* **Brief**: Return every line of the data below that contains the word "face".

+++ Dataset excerpts +++

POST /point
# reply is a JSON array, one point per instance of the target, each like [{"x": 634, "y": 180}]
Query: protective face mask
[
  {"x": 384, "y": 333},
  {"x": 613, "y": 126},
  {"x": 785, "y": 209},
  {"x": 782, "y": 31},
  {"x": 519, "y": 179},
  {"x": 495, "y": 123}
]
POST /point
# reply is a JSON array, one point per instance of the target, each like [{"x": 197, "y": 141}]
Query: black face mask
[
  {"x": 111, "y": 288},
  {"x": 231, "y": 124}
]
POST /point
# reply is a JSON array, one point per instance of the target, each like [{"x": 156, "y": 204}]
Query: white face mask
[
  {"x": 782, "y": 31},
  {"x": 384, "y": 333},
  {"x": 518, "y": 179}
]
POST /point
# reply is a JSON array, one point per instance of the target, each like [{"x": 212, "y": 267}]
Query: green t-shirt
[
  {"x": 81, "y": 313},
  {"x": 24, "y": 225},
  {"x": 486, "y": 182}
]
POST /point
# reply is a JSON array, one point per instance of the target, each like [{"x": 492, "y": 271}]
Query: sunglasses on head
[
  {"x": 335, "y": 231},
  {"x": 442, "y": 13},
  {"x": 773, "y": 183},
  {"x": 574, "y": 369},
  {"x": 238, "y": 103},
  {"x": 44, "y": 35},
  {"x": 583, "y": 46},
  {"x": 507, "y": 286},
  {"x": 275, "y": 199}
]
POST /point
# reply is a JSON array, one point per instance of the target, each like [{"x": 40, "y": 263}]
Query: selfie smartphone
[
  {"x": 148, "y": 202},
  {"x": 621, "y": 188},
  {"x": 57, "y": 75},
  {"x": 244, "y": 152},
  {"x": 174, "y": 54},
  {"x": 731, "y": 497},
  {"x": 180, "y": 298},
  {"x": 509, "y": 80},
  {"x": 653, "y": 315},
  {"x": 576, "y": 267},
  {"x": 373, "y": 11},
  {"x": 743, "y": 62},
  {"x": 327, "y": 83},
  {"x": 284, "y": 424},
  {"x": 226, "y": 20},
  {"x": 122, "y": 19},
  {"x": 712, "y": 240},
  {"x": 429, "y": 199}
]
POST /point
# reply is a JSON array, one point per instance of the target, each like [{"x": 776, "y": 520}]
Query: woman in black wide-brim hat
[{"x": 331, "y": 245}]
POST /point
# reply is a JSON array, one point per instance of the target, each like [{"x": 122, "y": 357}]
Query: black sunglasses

+++

* **Correct response**:
Query: protective face mask
Query: black face mask
Query: white face mask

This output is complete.